» Preguntas de estudio
a – Indica si cada afirmación concuerda con el texto sobre las aduanas del siglo XVIII y cita las palabras del texto que lo deciden: (i) El autor estudia solo las aduanas más destacadas. (ii) La aduana de Madrid es obra de Francisco Sabatini. (iii) Las aduanas se levantaron casi siempre en lugares apartados.
b – Según el texto sobre las aduanas del siglo XVIII, ¿en qué calle se encuentra la aduana de Madrid?
c – Prosigue el texto sobre las aduanas del siglo XVIII a partir de su última oración.

#### Texto fuente ####

Finalmente, en este primer bloque, cierra el relato investigador el estudio de Juan Miguel Muñoz Corbalán que analiza las aduanas de este mismo período, el XVIII, en el contexto de una España centralizada y en donde, sobre todo las ciudades portuarias, vivieron un empuje capital como consecuencia del desarrollo del comercio indiano. Y en este caso, el autor no se limita a estudiar los ejemplos arquitectónicos más destacados: las aduanas de Valencia, Málaga, A Coruña…, sino a señalar que su construcción, casi siempre en lugares destacados, fue mucho más que una simple empresa arquitectónica, pues supuso en muchos casos todo un acontecimiento que polarizó muchas veces el urbanismo de la ciudad, bien ordenando una plaza, un sector urbano o una fachada marítima. Además sirvieron también, como edificios oficiales vinculados al Estado, para manifestar el clasicismo imperante que tanto la Academia como los ingenieros militares impulsaron bajo el amparo y la tutela regia. Tiene razón el autor al decir que fueron las aduanas la imagen de la riqueza de la ciudad y el Estado, como se ve de manera muy especial en las aduanas de Barcelona y de Madrid, esta última obra del arquitecto real e ingeniero Francisco Sabatini y situada en el epicentro de la calle de Alcalá.

#### Datos de entrada ####

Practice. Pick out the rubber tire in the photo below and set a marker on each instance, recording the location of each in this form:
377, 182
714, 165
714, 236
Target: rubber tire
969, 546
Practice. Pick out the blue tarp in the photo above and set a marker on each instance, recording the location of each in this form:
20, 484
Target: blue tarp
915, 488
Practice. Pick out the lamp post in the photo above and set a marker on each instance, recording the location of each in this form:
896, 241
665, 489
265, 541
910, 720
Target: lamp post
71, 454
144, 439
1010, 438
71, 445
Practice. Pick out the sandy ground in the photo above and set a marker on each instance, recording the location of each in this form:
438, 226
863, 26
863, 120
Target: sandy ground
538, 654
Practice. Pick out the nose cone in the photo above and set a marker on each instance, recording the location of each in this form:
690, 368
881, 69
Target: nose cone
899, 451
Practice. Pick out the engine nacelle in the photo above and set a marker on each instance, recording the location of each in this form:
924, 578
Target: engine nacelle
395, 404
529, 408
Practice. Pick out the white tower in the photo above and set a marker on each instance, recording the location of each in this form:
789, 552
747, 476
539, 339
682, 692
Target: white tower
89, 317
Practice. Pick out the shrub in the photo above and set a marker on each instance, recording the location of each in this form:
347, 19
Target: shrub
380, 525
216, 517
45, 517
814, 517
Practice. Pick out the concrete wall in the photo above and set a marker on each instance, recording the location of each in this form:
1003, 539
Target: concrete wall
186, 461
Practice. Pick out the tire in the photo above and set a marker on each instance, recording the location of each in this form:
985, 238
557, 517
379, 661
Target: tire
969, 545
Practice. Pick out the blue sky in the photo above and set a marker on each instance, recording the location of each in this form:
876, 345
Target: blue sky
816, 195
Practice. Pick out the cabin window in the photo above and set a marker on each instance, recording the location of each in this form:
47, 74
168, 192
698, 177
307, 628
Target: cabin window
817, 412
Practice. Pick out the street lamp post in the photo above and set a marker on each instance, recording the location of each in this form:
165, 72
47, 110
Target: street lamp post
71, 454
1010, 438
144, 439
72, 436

####

» Respuestas esperadas
a –
(i) No: "el autor no se limita a estudiar los ejemplos arquitectónicos más destacados".
(ii) Sí: "esta última obra del arquitecto real e ingeniero Francisco Sabatini".
(iii) No: "su construcción, casi siempre en lugares destacados".

b – En el epicentro de la calle de Alcalá.

c –
Ya en el segundo bloque dedicado a los artífices y agentes del saber es el estudio de Javier Portús Pérez, el que inicia el conjunto de investigaciones, poniendo en valor cómo las biografías de pintores y literatos vinculados a ciudades españolas ayudaron a dar lustre y esplendor a las urbes en donde estos habían nacido o vivido, entendiéndose así como hijos ilustres. Por ese motivo saca a colación los parnasos de literatos y artistas más conocidos como los de Pacheco o Palomino, pero sin olvidar otros menos habituales y ciertas obras que indicen en destacar la valía y los saberes de aquellos artistas que empezaban a sobresalir junto a poetas y escritores. Destaca el autor El laurel de Apolo de Lope de Vega, la obra de Cristóbal Suárez de Figueroa Plaza universal de todas ciencias y artes o la de Lázaro Díaz del Valle, autor de Origen e Yllustración del nobilísisimo y real arte de la pintura y dibuxo, que no se publicaría, no obstante, hasta el siglo XX.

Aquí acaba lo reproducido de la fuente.